Entries from a dataset:

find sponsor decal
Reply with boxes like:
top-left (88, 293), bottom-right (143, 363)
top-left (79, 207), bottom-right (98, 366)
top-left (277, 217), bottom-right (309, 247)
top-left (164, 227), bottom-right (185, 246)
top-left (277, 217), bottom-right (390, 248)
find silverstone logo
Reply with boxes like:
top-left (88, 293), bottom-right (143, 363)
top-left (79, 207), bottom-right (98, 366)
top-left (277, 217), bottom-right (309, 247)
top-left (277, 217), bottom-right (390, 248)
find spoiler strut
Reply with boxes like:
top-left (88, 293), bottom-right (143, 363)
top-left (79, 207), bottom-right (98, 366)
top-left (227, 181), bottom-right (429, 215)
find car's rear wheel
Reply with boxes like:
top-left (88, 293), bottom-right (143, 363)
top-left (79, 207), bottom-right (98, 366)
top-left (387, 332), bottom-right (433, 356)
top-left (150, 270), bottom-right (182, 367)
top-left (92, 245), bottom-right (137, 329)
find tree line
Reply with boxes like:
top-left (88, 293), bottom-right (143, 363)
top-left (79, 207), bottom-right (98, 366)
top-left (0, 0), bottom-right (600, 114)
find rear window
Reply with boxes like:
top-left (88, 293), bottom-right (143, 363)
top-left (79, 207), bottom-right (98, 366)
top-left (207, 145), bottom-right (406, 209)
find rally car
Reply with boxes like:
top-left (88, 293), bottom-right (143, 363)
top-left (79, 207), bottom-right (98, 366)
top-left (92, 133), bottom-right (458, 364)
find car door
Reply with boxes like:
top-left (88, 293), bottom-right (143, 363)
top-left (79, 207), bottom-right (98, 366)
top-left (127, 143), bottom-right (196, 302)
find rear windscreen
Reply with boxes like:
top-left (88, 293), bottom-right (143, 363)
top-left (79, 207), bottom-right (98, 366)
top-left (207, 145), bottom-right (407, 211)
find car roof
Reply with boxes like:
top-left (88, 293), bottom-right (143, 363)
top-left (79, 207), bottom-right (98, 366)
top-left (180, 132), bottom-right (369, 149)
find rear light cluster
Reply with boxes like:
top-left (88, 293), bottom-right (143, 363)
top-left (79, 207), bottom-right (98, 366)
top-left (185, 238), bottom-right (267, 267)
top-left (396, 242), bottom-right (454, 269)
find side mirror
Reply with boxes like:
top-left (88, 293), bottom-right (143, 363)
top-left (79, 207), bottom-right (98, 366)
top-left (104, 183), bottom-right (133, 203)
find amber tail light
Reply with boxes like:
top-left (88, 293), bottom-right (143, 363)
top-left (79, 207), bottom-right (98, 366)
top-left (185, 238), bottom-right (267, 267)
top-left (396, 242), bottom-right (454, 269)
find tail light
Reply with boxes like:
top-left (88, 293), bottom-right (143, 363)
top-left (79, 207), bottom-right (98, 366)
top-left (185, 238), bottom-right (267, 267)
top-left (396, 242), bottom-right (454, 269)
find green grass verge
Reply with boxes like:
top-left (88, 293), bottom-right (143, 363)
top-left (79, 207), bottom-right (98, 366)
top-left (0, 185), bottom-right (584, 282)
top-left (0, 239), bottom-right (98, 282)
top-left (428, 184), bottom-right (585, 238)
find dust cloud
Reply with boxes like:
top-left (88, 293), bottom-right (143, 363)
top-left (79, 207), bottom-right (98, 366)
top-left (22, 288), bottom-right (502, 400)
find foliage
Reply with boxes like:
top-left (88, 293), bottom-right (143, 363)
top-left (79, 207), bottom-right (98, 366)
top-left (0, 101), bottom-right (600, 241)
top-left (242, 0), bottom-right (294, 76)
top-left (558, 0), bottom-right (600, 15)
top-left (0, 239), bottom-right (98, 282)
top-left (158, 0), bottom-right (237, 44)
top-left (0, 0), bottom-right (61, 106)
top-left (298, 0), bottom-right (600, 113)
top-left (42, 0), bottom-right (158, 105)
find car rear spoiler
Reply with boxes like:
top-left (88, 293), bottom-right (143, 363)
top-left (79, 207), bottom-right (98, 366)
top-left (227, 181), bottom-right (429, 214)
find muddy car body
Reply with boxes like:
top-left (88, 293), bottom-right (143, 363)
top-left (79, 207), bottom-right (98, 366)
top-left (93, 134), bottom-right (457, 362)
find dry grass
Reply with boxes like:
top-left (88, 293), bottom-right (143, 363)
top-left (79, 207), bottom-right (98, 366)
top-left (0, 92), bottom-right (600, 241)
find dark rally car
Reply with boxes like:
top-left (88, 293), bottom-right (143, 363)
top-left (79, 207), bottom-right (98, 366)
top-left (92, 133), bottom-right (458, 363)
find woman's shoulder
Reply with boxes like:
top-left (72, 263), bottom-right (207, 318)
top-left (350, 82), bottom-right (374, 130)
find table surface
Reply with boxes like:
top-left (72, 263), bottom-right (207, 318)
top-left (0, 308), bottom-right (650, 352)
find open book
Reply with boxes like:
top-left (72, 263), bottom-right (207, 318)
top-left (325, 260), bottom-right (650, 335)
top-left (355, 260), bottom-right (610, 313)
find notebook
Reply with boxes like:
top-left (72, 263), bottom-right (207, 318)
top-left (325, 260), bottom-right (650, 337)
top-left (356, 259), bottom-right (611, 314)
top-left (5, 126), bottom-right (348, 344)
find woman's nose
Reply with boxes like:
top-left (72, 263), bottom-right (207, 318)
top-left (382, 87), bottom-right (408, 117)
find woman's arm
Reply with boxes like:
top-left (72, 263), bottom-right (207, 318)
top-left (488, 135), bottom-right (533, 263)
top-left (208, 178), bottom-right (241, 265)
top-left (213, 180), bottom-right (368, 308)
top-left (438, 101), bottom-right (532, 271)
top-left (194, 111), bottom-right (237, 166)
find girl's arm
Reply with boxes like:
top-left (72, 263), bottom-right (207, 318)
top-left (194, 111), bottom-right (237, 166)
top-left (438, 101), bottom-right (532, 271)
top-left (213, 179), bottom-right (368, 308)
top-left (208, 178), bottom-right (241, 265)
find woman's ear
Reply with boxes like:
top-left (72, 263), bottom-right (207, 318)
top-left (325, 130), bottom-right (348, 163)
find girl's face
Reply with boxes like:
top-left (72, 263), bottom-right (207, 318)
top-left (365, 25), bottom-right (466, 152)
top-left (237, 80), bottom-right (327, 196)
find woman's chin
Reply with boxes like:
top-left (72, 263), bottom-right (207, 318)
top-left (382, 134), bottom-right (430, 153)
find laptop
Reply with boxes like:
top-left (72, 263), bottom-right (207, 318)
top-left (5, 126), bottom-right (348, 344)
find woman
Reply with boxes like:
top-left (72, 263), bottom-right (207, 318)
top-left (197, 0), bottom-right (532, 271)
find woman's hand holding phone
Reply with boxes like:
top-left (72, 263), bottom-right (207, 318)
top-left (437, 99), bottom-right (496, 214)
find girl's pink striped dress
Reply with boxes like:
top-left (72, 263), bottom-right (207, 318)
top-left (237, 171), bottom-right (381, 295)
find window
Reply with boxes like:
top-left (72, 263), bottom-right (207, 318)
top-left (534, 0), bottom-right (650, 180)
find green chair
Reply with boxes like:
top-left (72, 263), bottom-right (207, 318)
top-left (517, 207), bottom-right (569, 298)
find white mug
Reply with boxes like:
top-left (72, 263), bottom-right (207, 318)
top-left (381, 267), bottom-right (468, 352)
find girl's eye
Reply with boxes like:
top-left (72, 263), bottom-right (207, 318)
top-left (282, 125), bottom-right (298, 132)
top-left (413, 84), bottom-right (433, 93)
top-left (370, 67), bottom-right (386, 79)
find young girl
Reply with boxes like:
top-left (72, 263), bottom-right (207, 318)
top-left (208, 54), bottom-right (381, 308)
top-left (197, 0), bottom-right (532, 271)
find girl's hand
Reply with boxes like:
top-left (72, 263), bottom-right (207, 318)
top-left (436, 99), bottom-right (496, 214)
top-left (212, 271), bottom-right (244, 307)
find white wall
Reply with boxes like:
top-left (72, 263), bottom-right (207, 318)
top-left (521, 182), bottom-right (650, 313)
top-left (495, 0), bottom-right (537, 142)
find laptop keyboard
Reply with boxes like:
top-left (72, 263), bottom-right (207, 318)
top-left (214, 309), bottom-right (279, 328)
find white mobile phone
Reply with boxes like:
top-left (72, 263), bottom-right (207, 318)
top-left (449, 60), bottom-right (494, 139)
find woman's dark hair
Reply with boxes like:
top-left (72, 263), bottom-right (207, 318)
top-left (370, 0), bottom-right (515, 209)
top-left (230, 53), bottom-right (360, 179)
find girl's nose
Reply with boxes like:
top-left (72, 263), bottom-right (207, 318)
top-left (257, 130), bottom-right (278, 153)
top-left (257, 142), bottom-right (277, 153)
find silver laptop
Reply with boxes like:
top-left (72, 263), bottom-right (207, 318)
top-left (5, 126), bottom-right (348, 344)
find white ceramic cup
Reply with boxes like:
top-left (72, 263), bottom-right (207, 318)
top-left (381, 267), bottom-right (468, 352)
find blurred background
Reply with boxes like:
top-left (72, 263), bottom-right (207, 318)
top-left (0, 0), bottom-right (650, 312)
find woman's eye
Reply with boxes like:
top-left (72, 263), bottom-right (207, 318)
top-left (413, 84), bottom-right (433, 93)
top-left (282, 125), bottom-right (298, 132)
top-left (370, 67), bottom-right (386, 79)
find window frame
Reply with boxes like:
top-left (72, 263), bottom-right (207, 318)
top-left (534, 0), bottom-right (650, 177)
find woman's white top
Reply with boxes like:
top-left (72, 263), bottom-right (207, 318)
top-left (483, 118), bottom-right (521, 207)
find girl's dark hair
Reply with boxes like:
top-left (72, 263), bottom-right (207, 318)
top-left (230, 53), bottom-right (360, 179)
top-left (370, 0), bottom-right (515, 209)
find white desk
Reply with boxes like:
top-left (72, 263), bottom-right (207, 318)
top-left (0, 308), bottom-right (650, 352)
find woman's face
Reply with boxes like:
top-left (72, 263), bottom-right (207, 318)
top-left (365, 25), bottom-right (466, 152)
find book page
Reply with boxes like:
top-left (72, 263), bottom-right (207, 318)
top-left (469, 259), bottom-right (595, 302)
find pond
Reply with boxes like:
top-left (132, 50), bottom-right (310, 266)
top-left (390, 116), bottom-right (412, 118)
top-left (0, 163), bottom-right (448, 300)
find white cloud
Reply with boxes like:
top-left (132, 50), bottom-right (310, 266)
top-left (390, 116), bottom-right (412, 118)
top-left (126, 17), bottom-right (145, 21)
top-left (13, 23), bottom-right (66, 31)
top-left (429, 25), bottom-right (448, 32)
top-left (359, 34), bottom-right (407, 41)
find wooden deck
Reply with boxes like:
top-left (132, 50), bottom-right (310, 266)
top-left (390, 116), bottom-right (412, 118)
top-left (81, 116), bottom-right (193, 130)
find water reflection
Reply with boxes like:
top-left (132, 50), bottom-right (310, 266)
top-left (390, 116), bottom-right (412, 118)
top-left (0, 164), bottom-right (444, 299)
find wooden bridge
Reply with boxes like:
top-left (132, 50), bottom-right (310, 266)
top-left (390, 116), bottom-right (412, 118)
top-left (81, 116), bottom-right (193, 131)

= Stated exercise =
Convert the lines of the listing into a numbered list, starting with the line that contains "find white cloud" and going on through the end of the listing. Omit any blank lines.

= Finished answer =
1. find white cloud
2. Reply with boxes like:
3. top-left (132, 50), bottom-right (310, 266)
4. top-left (390, 116), bottom-right (412, 118)
5. top-left (126, 17), bottom-right (145, 21)
6. top-left (13, 23), bottom-right (66, 31)
7. top-left (429, 25), bottom-right (448, 32)
8. top-left (359, 34), bottom-right (407, 41)
9. find wooden deck
10. Reply with boxes like:
11. top-left (132, 50), bottom-right (310, 266)
12. top-left (390, 116), bottom-right (412, 118)
13. top-left (81, 116), bottom-right (193, 130)
14. find water reflection
15. Reply with boxes like:
16. top-left (132, 50), bottom-right (310, 266)
17. top-left (390, 116), bottom-right (412, 118)
18. top-left (0, 164), bottom-right (444, 299)
19. find wooden bridge
20. Reply with boxes like:
21. top-left (132, 50), bottom-right (310, 266)
22. top-left (390, 116), bottom-right (412, 118)
23. top-left (81, 116), bottom-right (193, 131)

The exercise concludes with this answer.